**Texte fourni**
CORDAY (Charlotte). Manuscrit autographe intitulé « Adresse aux Français amis des loix et de la paix ».

Estimation : 80 000 - 100 000 EUR
Adjudication : 215 000, EUR
Description

CORDAY (Charlotte). Manuscrit autographe intitulé « Adresse aux Français amis des loix et de la paix ». 3 pp. in-4 sur un bifeuillet de papier vergé azuré monté sur onglet sur un feuillet de papier fort in-folio ; quelques piqûres d'épingle ; apostilles de l'époque. 

Le document fut Acheté le jour de la vente pour l'Abbaye aux Dames (Normandie) = 215 000, €

Rarissime document historique écrit de sa main, le seul conservé aujourd'hui avec quelques lettres LE MANUSCRIT QUI FUT TROUVE SUR ELLE LORS DE LA FOUILLE QU'ELLE SUBIT A SON ARRIVEE A LA PRISON DE L'ABBAYE. « Jusqu'à quand, ô malheureux Français, vous plairés-vous dans le trouble et les divisions [?] Assés et trop longtems des factieux, des scélérats ont mis l'intérest de leur ambition à la place de l'intérest général..., pourquoi, ô infortuné[e]s victimes de leur fureur, pourquoi vous égorger, vous anéantir vous-même[s] pour établir l'édifice de leur tyranie sur les ruines de la France désolée.

**Matériel fourni**
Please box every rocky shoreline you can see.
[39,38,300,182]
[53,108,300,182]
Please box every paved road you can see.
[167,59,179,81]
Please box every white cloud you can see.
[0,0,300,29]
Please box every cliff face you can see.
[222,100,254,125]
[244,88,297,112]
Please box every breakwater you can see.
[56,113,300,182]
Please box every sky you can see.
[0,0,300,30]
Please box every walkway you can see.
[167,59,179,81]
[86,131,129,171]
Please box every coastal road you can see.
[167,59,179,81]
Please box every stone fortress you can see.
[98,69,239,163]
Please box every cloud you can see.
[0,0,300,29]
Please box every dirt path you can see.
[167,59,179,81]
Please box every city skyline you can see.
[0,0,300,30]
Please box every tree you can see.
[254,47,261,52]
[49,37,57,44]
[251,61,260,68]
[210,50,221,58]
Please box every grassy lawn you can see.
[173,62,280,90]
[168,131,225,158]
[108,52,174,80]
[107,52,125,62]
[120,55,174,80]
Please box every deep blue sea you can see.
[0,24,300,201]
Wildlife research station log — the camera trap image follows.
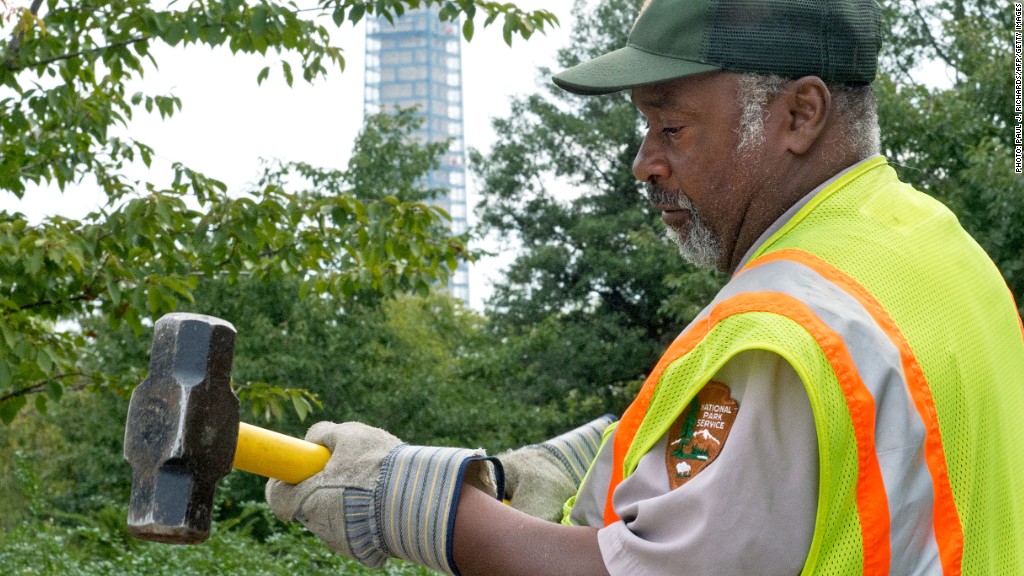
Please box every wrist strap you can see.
[375,444,504,576]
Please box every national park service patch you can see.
[665,381,739,490]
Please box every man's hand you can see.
[498,415,615,522]
[266,422,501,574]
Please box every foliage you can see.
[472,0,721,419]
[0,0,555,422]
[877,0,1024,311]
[0,496,434,576]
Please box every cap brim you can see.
[552,46,722,96]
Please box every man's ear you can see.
[772,76,831,156]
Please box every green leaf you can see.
[281,61,295,86]
[0,396,29,424]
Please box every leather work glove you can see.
[266,422,502,574]
[498,415,616,522]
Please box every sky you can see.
[0,0,572,310]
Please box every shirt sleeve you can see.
[598,351,818,576]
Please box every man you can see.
[267,0,1024,576]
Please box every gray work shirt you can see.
[572,351,818,576]
[571,160,880,576]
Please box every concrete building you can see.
[364,6,469,304]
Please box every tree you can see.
[0,0,554,422]
[472,0,1024,426]
[472,0,720,422]
[877,0,1024,312]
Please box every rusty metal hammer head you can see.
[125,313,240,544]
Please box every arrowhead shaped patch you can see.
[665,381,739,490]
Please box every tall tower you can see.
[364,6,469,304]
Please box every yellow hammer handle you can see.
[233,422,331,484]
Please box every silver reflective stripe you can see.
[729,260,941,574]
[541,415,615,487]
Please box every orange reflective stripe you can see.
[604,292,891,575]
[604,308,717,526]
[743,248,964,576]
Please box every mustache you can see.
[643,182,693,212]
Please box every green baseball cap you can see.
[553,0,882,95]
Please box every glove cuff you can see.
[540,414,617,486]
[376,444,504,576]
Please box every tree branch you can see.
[0,371,86,404]
[911,0,957,70]
[7,36,153,72]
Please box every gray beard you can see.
[645,182,722,270]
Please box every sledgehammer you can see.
[125,313,331,544]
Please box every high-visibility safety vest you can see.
[585,157,1024,576]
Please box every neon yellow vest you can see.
[593,158,1024,576]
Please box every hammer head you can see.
[125,313,240,544]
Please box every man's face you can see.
[633,73,766,272]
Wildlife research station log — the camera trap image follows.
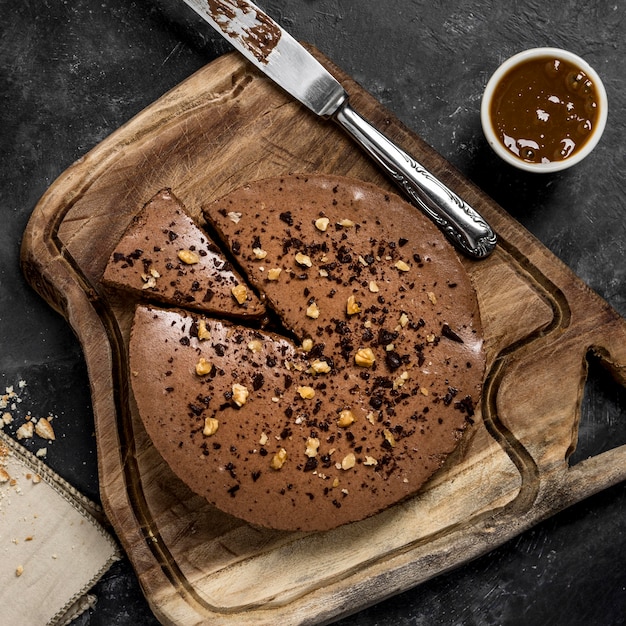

**Énoncé du problème**
Reproduisez à l'identique le passage de la notice sur le manuscrit de Charlotte Corday compris entre « Rarissime document historique » et « la France désolée. », ces deux bornes incluses.

**Solution proposée**
Rarissime document historique écrit de sa main, le seul conservé aujourd'hui avec quelques lettres LE MANUSCRIT QUI FUT TROUVE SUR ELLE LORS DE LA FOUILLE QU'ELLE SUBIT A SON ARRIVEE A LA PRISON DE L'ABBAYE. « Jusqu'à quand, ô malheureux Français, vous plairés-vous dans le trouble et les divisions [?] Assés et trop longtems des factieux, des scélérats ont mis l'intérest de leur ambition à la place de l'intérest général..., pourquoi, ô infortuné[e]s victimes de leur fureur, pourquoi vous égorger, vous anéantir vous-même[s] pour établir l'édifice de leur tyranie sur les ruines de la France désolée.